Problem to solve :: Each line that follows should be printed again exactly as it stands.

┄┄┄┄┄┄┄┄┄┄┄┄┄┄┄┄┄┄┄┄

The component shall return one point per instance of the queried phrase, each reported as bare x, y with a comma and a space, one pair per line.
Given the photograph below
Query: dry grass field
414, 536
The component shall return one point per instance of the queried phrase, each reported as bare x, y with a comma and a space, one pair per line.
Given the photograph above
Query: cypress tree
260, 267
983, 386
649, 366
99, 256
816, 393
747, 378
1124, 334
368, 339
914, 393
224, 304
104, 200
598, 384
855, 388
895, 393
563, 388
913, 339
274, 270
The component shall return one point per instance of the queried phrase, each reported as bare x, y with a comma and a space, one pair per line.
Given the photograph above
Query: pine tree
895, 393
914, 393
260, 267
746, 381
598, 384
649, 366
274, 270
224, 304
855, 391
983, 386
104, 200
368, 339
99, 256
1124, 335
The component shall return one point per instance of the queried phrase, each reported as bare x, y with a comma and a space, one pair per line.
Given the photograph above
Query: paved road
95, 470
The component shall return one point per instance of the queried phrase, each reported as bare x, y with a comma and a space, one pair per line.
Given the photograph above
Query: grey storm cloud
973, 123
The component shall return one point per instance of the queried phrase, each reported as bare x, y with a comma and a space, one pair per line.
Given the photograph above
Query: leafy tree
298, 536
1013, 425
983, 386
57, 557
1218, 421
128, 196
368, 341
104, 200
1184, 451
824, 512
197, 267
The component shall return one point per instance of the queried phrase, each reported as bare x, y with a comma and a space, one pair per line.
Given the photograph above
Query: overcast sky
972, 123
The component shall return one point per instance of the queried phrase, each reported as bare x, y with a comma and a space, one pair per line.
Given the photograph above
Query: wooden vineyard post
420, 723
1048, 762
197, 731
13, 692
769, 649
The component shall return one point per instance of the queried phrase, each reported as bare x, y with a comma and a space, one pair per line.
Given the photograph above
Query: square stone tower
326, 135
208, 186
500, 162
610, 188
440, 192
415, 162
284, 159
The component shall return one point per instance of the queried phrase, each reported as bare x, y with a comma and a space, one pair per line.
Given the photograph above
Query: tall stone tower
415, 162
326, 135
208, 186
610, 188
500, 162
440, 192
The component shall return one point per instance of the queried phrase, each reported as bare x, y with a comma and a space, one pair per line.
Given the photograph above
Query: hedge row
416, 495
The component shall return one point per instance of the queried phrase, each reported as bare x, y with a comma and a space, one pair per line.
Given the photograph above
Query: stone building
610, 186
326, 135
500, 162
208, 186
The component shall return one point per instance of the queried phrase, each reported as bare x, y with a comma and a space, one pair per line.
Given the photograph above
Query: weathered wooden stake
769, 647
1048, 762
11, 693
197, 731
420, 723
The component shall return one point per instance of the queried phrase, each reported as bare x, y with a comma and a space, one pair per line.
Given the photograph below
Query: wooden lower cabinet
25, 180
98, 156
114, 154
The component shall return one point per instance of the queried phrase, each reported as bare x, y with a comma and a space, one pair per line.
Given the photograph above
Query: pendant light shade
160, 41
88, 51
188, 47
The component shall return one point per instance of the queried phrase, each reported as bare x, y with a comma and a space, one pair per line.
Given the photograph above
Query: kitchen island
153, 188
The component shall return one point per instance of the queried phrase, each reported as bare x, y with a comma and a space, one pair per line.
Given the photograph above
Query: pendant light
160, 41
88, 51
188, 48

┄┄┄┄┄┄┄┄┄┄┄┄┄┄┄┄┄┄┄┄

Full output ::
The component shall return one point per instance of the queried phrase, each reported as bare x, y with a comma and a space, one pair per line.
Given the photograph below
Query: dry grass field
414, 536
The component shall return one point per instance of the queried phrase, each reported as bare x, y with a comma and a space, one pair per line.
Given the photograph above
Query: cypress tree
260, 267
983, 386
649, 366
99, 256
816, 393
747, 378
1124, 334
368, 339
914, 393
224, 304
104, 200
598, 384
855, 388
895, 393
563, 388
913, 339
274, 270
The component shall return one point per instance of the queried phrase, each reported as bare x, y with a comma and a space, one pair per line.
Given the photograph above
Query: pine tree
895, 393
914, 393
260, 267
746, 381
598, 384
649, 366
274, 270
224, 304
855, 391
983, 386
104, 200
368, 339
99, 256
1124, 335
The component shall return one point per instance of the queried phrase, each reported as bare x, y with a comma and a space, one pair per line.
Given the photograph above
Query: paved road
95, 470
The component shall return one point per instance of the queried phrase, each reported as bare x, y with a comma and a space, one pair per line.
Given the photograph above
Query: grey storm cloud
973, 123
The component shall return one point per instance of the queried phrase, each reported as bare x, y with a comma and a space, one pair per line.
Given the photograph above
Query: leafy tree
298, 536
1013, 425
983, 386
57, 557
1218, 421
128, 196
368, 341
104, 200
1184, 451
824, 512
197, 267
The component shall return one point per instance of the queried phrase, each reported as bare x, y with a comma and a space, one pair per line.
Given the photograph above
Query: overcast sky
972, 123
The component shall return one point per instance of the queried phrase, each reported as bare x, y with a comma and a space, one pair per line.
Given the photograph above
Query: wooden vineyard post
420, 723
1048, 762
197, 731
13, 692
769, 649
The component shall return one point per instance of the queried phrase, each reported as bare x, y with a comma and a space, one pair per line.
Given the photograph above
Query: square stone tower
326, 135
208, 186
500, 162
610, 188
440, 192
415, 162
284, 159
The component shall return one point per instance of the queried phrase, each reported as bare x, y with a comma and a space, one pair per line.
Given the photograph above
Query: tall stone tower
415, 162
326, 135
208, 186
610, 188
500, 162
440, 192
The component shall return one point per instance of the queried phrase, each reported as bare x, y with a comma and a space, one pair per line.
Given the photograph above
Query: hedge row
416, 495
The component shall return one point per instance of the queried phrase, each reported as bare x, y with a comma and a space, one pair per line.
Given the photograph above
Query: stone building
610, 186
326, 135
500, 162
208, 186
The component shall return one point per instance of the queried phrase, each reported as bare x, y with a comma and a space, one pair per line.
Given the photograph above
Query: weathered wooden stake
769, 647
1048, 762
11, 693
197, 731
420, 723
The component shall return one point per instance of the queried phrase, each reported as bare x, y with a comma and a space, one pair per line.
Given the photograph below
Query: wooden lower cabinet
25, 180
98, 156
114, 154
The component shall return one point per instance of the queried phrase, each reported as bare x, y with a comma and a space, one pair per line.
Given the photograph above
Query: pendant light shade
160, 41
88, 51
188, 47
The component shall return one point per instance of the queried phrase, each reported as bare x, y with a comma and a space, one pair per line.
Given the photograph above
Query: kitchen island
153, 188
The component shall return one point per instance of the queried phrase, each reported as bare x, y with a comma and a space, one pair per line.
Given the photograph above
Query: pendant light
160, 41
88, 51
188, 48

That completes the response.